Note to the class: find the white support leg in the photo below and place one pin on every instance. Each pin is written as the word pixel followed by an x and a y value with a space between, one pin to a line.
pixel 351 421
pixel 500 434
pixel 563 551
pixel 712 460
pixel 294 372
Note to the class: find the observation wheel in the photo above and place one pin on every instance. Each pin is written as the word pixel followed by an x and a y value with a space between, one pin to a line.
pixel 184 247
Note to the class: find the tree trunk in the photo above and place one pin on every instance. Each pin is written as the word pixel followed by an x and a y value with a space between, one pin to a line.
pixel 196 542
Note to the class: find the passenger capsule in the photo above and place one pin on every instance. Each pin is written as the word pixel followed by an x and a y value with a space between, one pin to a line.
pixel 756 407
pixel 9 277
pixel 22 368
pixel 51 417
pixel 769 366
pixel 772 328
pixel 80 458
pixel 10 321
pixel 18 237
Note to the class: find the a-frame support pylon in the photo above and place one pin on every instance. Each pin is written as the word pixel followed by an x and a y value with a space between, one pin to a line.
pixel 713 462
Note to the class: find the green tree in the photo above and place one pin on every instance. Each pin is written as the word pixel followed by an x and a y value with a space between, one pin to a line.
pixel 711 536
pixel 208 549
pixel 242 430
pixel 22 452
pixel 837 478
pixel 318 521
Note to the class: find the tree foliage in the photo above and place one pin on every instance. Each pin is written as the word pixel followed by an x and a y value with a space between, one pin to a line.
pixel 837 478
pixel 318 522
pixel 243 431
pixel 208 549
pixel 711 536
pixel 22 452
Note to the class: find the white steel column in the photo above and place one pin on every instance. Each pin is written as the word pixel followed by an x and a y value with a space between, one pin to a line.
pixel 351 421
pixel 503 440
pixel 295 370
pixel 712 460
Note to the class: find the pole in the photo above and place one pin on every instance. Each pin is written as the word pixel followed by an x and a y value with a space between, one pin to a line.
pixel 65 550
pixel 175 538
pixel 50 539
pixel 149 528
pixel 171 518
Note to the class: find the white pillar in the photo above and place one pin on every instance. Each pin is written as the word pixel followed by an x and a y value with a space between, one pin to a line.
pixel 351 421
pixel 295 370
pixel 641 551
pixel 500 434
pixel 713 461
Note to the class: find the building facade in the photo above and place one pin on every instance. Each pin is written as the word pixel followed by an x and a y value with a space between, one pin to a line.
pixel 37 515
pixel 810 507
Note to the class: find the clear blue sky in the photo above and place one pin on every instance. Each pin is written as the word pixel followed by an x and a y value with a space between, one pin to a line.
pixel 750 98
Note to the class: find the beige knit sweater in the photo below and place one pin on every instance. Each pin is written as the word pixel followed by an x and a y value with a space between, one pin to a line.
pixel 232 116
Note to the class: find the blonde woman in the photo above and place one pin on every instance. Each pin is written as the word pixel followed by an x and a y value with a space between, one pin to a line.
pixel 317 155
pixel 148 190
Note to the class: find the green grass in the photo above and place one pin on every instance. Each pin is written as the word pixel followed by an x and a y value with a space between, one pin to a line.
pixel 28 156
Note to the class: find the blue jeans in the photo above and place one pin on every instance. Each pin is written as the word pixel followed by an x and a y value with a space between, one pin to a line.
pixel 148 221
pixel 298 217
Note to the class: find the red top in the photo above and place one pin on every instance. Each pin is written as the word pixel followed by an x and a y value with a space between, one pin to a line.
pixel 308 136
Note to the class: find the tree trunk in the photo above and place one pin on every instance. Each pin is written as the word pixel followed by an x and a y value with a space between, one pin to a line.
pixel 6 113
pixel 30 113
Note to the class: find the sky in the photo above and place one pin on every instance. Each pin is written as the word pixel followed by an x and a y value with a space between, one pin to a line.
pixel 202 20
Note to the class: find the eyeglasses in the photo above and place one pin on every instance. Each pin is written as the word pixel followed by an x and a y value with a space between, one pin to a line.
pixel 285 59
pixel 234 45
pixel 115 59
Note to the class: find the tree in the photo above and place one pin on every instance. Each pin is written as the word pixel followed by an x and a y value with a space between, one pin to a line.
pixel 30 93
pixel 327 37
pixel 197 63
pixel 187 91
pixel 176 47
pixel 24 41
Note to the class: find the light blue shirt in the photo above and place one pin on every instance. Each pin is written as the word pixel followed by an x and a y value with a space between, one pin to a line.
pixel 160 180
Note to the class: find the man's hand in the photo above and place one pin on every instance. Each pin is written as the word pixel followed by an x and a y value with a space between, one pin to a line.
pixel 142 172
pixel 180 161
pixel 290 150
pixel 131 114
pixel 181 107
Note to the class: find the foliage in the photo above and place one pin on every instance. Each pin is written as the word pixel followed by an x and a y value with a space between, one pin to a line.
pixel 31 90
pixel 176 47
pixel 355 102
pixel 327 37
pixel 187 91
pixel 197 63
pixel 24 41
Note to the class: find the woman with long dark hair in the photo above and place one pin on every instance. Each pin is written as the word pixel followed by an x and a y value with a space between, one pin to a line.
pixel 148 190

INSTRUCTIONS TO FOLLOW
Copy the lines above word for word, leaving every character as it stands.

ANSWER FOR THE TASK
Note to the class: find the white support leg in the photo below and place one pin on every instance. Each pin is written as the word pixel followed by an x and a y value with a space between, one pin to a line.
pixel 351 421
pixel 500 434
pixel 563 551
pixel 712 460
pixel 294 372
Note to the class: find the observation wheel in the photo above and place one pin on every instance. Each pin is written as the word pixel followed by an x and a y value with a space between, one pin to a line.
pixel 184 247
Note to the class: find the tree trunk in the photo above and place one pin on every instance. Each pin is written as the word pixel followed by an x and a y value with a space between, one pin to a line.
pixel 196 542
Note to the class: find the passenger capsule in the photo above and place one pin on every instance. Each pin is written as the word pixel followed by an x and a y value with a space between, one pin to a line.
pixel 756 407
pixel 9 277
pixel 22 368
pixel 51 417
pixel 769 366
pixel 772 328
pixel 80 458
pixel 10 321
pixel 18 237
Note to the class: find the a-frame support pylon in the photo above and place one pin on every instance. Each pin is written as the word pixel followed by an x and a y value with a space between, one pin to a line.
pixel 713 462
Note to the class: find the green tree in the photo above and place one pin on every instance. Each pin is written as the word pixel followed by an x and a y value with a space between, one pin to a line.
pixel 711 536
pixel 208 549
pixel 242 430
pixel 22 452
pixel 837 478
pixel 318 521
Note to the class: find the tree foliage in the photo above and place one pin on every instance. Each pin is written as the word pixel followed by an x and a y value with a space between, one pin to a line.
pixel 837 478
pixel 318 522
pixel 243 431
pixel 208 549
pixel 711 536
pixel 22 452
Note to the class: find the white steel column in the photo above and place one pin on every instance. Each pin is written as the word pixel followed by an x and a y value with a space between, one pin to a line.
pixel 351 421
pixel 503 440
pixel 295 370
pixel 712 460
Note to the class: find the pole in the photo above and place one pin on every instance. Each pin is written as the word pixel followed by an x and a y value with a space between, one pin to a line.
pixel 65 550
pixel 175 538
pixel 50 539
pixel 149 528
pixel 171 518
Note to the class: find the white pillar in the photo above and place one pin on every instance. Each pin is written as the word pixel followed by an x and a y value with a space between, one pin to a line.
pixel 351 421
pixel 295 370
pixel 641 551
pixel 500 434
pixel 713 461
Note to the class: find the building facade in the photo above and place one pin on every instance. Each pin is written as the word pixel followed by an x and a y value with a space between, one pin to a line.
pixel 37 515
pixel 810 507
Note to the class: find the clear blue sky in the photo above and place one pin on every instance. Each pin is written as the word pixel followed by an x and a y value with a space between, one pin to a line.
pixel 750 98
Note to the class: find the beige knit sweater in the photo below and place one pin on every instance. Each pin is written as the word pixel followed by an x and a y value with a space between, one pin to a line.
pixel 232 116
Note to the class: find the blonde woman in the photo above and place one pin on every instance. Each pin is written as the word pixel followed by an x and a y value with a space between, one pin to a line.
pixel 317 155
pixel 148 190
Note to the class: find the green grass in the photo above and place one pin on every instance. Each pin is written as the word pixel followed by an x and a y value with a space between, one pin to a line.
pixel 28 156
Note to the class: find the blue jeans in the photo above and place one pin on every instance. Each pin is written as the word pixel followed by an x and a y value with a space between, one pin to a line.
pixel 148 221
pixel 298 217
Note to the class: find the red top in the photo above and place one pin on every instance. Each pin is written as the word pixel followed by an x and a y value with a space between, one pin to a line.
pixel 308 136
Note to the class: find the tree trunk in the photo above and place one pin on every instance. Each pin is written as the word pixel followed by an x and a y value with a space between, one pin to a line.
pixel 6 113
pixel 30 113
Note to the class: find the sky in the photo above and place one pin on every instance. Each pin is written as the word pixel followed by an x and a y value with a space between, one pin to a line.
pixel 202 20
Note to the class: find the eyeglasses in the photo above and place one pin on every instance. Each pin is written as the word pixel followed by an x and a y value with a space between, one pin to a line.
pixel 285 59
pixel 234 45
pixel 115 59
Note to the class: find the tree in the photo above and place one pin on every instance. Each pin is written as the word pixel followed by an x and a y value with a space between, one pin to a line.
pixel 30 93
pixel 327 37
pixel 197 63
pixel 187 91
pixel 176 47
pixel 24 41
Note to the class: find the light blue shirt in the photo above and place one pin on every instance. Each pin is written as the word pixel followed by an x and a y value with a space between, one pin to a line.
pixel 160 180
Note to the class: find the man's hand in the photo above and place one pin on every instance. Each pin is written as the word pixel followed by an x and a y value with a space between, one pin to a line.
pixel 142 172
pixel 180 161
pixel 290 150
pixel 131 114
pixel 181 107
Note to the class: find the foliage in the photo above and place one pin on every instance. Each pin is written as the word pixel followed by an x and a y value with a space between, one pin to a line.
pixel 31 90
pixel 176 47
pixel 355 102
pixel 327 37
pixel 187 91
pixel 197 63
pixel 24 41
Note to the class: find the woman with long dark hair in the photo above and place one pin on every instance. Each pin is written as the word pixel followed by an x and a y value with a space between, one pin to a line.
pixel 148 190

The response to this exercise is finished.